**Given exercise**
Retype the items word for word, starting at the line that contains "Reviewer note: every instance of the rusty metal shovel" and continuing through the last line of the items.

**Input**
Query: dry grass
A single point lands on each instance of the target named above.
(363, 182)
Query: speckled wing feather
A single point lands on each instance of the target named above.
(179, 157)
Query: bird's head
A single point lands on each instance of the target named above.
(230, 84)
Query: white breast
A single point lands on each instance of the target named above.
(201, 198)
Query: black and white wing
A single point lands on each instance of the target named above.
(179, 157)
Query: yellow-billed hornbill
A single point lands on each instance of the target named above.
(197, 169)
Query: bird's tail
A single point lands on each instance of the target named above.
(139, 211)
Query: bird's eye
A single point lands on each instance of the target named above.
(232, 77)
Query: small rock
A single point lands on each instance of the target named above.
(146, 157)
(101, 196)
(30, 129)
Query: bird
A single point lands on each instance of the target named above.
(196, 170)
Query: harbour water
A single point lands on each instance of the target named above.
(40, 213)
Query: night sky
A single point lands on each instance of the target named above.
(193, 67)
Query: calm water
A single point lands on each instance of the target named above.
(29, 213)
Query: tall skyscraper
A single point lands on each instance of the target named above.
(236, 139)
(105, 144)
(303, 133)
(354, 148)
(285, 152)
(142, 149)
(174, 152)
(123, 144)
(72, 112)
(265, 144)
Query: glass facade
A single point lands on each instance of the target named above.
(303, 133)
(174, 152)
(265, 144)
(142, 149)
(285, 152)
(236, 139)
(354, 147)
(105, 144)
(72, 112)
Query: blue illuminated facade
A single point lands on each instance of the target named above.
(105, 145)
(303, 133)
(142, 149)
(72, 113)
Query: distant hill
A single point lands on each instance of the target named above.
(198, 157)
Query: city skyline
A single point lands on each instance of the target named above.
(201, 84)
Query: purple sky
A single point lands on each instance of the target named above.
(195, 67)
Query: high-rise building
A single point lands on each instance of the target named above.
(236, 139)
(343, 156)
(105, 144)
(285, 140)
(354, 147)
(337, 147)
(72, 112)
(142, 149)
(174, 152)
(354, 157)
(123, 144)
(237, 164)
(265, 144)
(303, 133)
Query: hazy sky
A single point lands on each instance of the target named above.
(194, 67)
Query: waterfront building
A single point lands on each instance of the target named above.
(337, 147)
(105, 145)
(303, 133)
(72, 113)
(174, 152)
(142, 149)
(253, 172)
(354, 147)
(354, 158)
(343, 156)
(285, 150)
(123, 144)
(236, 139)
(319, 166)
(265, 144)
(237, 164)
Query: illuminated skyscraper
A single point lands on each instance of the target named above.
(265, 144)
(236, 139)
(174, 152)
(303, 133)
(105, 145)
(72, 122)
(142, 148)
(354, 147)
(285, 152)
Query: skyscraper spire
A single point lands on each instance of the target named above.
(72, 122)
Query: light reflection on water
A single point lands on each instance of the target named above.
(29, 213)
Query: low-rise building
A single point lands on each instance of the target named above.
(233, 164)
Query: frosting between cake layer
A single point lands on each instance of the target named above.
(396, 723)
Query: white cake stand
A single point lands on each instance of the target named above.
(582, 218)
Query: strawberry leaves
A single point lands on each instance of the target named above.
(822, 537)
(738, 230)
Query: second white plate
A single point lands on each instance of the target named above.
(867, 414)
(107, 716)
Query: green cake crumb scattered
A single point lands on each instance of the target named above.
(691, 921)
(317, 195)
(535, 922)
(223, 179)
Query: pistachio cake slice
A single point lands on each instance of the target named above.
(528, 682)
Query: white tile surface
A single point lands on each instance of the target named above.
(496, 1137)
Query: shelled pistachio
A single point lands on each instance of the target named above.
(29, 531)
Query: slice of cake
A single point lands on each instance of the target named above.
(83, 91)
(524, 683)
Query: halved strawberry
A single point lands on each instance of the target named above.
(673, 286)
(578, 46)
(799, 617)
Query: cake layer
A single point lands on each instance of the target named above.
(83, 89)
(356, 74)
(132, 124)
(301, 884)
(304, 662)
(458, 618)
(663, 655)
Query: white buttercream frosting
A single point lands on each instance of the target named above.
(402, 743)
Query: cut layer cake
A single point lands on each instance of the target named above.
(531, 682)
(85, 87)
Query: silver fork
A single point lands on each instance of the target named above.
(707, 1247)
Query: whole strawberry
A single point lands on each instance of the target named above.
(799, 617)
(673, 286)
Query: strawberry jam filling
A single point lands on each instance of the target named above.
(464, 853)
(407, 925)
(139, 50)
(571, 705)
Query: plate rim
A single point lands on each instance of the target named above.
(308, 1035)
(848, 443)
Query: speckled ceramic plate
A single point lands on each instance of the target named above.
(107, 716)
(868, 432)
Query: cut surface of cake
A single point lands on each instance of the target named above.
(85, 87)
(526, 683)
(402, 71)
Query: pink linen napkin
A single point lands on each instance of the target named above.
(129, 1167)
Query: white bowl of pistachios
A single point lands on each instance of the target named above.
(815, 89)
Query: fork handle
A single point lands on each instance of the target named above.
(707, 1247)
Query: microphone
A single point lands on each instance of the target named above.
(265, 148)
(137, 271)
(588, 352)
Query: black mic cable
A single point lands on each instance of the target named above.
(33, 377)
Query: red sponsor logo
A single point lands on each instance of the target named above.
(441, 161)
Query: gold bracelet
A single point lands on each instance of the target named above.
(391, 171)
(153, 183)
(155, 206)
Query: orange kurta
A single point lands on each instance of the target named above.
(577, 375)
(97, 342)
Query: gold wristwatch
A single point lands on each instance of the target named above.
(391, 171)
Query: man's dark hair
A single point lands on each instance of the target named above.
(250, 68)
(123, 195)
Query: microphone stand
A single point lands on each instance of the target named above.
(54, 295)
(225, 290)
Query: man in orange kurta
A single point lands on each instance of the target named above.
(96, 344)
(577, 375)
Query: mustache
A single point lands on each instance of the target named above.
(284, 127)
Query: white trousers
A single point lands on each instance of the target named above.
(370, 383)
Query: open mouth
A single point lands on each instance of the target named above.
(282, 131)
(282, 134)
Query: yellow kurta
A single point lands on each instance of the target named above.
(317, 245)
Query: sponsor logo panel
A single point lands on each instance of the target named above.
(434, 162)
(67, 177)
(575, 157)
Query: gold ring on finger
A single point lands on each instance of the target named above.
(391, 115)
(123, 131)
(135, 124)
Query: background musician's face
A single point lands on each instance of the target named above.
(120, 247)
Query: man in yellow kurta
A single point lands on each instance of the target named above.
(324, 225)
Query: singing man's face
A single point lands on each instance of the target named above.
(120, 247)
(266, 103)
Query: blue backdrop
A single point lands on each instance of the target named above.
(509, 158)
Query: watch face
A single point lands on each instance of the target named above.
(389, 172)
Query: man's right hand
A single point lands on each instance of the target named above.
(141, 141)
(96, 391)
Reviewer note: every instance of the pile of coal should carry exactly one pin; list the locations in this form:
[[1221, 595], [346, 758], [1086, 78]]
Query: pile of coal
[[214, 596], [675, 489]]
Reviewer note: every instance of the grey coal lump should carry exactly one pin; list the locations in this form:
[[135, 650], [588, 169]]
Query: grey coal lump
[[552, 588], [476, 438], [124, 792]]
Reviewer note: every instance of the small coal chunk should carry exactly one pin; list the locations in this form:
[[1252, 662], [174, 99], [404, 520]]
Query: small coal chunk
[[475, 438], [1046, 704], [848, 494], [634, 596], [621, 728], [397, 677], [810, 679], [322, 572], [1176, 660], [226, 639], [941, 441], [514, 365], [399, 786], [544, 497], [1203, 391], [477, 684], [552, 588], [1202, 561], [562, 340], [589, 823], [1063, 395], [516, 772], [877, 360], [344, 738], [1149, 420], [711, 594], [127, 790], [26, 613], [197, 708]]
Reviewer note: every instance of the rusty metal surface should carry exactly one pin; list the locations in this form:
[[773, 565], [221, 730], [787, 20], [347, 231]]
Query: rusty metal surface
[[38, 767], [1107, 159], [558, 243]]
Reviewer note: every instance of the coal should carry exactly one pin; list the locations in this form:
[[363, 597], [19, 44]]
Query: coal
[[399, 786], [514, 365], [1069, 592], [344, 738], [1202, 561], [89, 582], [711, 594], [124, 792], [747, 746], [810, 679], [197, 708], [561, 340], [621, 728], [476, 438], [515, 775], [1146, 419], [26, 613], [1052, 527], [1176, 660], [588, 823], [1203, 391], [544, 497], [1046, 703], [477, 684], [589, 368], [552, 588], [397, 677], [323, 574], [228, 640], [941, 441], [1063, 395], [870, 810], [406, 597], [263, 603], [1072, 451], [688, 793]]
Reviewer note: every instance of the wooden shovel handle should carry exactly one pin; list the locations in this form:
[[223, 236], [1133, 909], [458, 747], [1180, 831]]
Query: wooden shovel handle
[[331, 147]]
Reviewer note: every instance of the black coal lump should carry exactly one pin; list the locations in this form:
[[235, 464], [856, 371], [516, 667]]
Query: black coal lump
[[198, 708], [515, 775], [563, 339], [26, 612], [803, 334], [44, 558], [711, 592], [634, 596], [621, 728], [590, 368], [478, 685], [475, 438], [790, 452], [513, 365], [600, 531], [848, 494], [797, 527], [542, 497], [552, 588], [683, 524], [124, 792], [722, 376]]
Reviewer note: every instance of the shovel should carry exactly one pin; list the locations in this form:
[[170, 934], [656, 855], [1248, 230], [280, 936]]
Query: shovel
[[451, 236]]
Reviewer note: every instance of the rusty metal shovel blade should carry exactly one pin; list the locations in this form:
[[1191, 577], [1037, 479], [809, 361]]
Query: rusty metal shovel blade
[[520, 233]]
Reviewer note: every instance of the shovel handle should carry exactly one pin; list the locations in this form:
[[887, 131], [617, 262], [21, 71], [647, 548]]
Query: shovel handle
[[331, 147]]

**Answer to this exercise**
Reviewer note: every instance of the rusty metal shovel blade should carry exactly one pin; list the locations in this form:
[[1191, 577], [1037, 479], [809, 361]]
Query: rusty metal shovel blade
[[520, 233]]
Reviewer note: every instance of the shovel handle should carry exactly one pin; list the locations in this form:
[[887, 131], [617, 262], [21, 71], [647, 548]]
Query: shovel handle
[[331, 147]]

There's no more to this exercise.